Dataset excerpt
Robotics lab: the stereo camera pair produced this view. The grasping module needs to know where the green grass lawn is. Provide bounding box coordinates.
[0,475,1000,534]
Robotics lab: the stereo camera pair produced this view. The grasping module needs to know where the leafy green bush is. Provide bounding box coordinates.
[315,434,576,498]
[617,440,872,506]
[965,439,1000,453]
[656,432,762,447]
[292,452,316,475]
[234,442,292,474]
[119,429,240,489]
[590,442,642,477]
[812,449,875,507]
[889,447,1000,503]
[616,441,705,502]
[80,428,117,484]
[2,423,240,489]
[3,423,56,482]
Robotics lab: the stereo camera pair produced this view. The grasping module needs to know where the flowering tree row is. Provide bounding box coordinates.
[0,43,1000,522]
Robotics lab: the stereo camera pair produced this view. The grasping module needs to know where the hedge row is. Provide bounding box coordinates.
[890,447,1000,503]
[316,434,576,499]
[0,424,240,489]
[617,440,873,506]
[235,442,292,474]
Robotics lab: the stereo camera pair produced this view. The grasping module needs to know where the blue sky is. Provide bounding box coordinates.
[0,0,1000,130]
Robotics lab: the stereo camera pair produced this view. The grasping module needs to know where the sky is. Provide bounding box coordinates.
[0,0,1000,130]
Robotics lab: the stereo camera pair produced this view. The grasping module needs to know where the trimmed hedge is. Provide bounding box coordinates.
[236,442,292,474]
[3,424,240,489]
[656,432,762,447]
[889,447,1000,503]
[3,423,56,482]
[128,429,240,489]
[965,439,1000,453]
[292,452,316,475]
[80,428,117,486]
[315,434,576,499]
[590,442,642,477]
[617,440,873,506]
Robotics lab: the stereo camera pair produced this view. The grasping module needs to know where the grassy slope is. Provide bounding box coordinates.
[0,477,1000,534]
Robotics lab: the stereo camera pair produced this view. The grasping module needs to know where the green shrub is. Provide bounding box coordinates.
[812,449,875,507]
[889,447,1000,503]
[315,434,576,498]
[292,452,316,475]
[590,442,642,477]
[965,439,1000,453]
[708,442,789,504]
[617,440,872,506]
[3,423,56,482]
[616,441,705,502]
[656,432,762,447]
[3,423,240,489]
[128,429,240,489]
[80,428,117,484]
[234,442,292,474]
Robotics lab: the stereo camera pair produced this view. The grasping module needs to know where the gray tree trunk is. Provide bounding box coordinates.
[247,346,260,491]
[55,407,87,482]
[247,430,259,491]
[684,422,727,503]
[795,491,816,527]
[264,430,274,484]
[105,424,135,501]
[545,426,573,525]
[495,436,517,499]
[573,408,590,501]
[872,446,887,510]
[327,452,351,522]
...
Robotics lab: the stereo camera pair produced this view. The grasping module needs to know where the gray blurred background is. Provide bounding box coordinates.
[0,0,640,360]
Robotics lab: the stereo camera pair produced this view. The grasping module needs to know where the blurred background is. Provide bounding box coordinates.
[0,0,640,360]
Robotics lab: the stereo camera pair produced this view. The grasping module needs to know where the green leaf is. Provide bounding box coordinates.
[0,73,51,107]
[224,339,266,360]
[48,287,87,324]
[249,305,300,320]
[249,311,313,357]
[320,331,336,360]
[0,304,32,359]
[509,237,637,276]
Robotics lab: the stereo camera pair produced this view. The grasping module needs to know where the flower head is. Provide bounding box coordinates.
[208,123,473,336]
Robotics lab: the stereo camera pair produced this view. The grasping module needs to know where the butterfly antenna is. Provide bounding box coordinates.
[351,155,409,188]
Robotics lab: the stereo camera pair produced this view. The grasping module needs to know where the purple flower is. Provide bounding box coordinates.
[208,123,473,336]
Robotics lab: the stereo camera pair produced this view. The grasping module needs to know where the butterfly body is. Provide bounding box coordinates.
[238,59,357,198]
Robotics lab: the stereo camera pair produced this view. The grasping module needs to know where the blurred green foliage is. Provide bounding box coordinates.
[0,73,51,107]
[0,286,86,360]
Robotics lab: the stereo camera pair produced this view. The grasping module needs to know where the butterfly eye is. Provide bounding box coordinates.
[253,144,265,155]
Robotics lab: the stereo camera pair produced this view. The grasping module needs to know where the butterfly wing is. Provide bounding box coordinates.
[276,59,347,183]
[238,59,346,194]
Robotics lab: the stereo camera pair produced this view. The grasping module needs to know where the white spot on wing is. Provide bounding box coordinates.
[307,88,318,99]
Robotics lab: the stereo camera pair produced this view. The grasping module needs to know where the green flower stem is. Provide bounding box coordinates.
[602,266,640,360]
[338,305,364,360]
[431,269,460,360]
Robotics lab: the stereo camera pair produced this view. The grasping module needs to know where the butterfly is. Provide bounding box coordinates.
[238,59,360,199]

Set exercise: Pull out each line of the entries that contains the string "blurred". Matching is case-sensitive.

Exercise answer:
Robotics lab: the stereo camera pair produced this view. The grasping module needs to know where the gray blurred background is. Provide bounding box coordinates.
Robotics lab: the stereo camera pair produced this view. The grasping module needs to know where the blurred background is. Provide bounding box coordinates.
Robotics lab: the stereo camera pair produced this view. The grasping module needs to know where the blurred green foliage is. Provide bounding box coordinates.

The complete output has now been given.